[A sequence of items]
╔══

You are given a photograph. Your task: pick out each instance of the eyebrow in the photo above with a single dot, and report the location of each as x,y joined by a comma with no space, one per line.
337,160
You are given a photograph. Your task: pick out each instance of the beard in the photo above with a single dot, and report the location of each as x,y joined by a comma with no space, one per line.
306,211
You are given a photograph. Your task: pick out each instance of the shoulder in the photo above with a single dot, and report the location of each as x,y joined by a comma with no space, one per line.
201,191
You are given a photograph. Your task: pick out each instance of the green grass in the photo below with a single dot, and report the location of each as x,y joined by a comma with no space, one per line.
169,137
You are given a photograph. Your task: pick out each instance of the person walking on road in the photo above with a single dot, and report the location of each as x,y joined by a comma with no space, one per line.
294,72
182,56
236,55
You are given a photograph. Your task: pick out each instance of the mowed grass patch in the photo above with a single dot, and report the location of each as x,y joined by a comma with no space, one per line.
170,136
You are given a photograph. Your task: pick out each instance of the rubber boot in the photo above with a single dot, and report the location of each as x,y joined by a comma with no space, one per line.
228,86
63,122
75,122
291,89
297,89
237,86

╚══

Reproduce each of the items above word for word.

You are given a photograph. Your task: pick out each instance of the eyebrow in the photo above with a single dot, and report the location of each as x,y joined by a comma with no space, one per line.
337,160
You are given a photograph. Your task: pick out each instance of the beard in the photo above with a single dot, and report the location of each as x,y joined by a comma with no space, one per line.
306,211
You are given a photograph. Your task: pick out each instance of the shoulder in the photo above with a single dot, and report the location of each as x,y joined by a comma with no space, one per line.
201,191
You are given a photograph. Your task: pick out each instance of the green grass in the photo below with a single dot, and report the location of each as x,y joined by a comma with no space, one per line.
169,137
You are given a photograph. Your task: pick out each instance of the person walking on road in the photo above with a single dot, and report the location of each as x,y joined by a comma with no space, one per line.
294,72
182,56
236,55
You are given a photograph. Your task: pick out each instance of the mowed grass patch in the photo above with a single dot, and report the location of each as x,y joined by a comma with no space, one per line.
170,136
You are given a photograph. Your task: pick out each instance of the rubber boot in the photo above with a single dot, and report the location of each as x,y joined by a comma with no space, one per line.
228,86
63,122
75,122
291,89
297,89
237,86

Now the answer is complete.